**What the task requires:**
Transcribe the part of the Lil B blog post that begins with the words "But sometimes, I" and ends with "me to Lil’ B.".

Edd’s MANtra: Lil B – Not Gay, Just Stupid



I love blogging for Georgia Mae. I really do. If I had my way I’d spend every waking moment scouring the depths of the Internet to bring you the best – and worst – music news I could find.


Unfortunately, my duties outside of the blogosphere often keep me tied up. Between a demanding day job and my work with kids at church, I often decide not to report on some of the more trivial news that I encounter.


For example, my least favorite Internet star Antoine Dodson, and forgotten Destiny’s Child replacement Farrah Franklin both escaped my wrath regarding their respective arrests. It’s OK, I’m the only one who remembers those two anyway.


But sometimes, I come across something so maddeningly stupid that I decide I must write about it, even though I said I wouldn’t.


That brings me to Lil’ B.


I bet 98 percent of you have no idea who or what Lil’ B is – consider yourselves lucky. He’s among the current group of “hot” rappers who have an inexplicable buzz despite being absolutely atrocious.

**Dataset records:**
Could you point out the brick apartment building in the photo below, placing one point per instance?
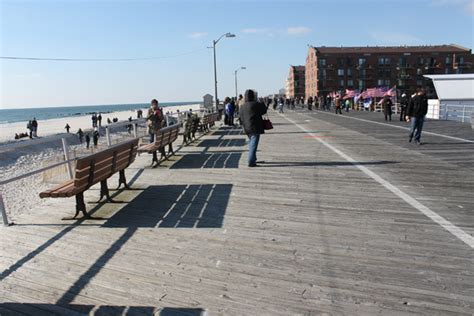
(338, 68)
(296, 82)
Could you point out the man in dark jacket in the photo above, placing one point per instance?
(251, 118)
(416, 113)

**Exercise output:**
But sometimes, I come across something so maddeningly stupid that I decide I must write about it, even though I said I wouldn’t.


That brings me to Lil’ B.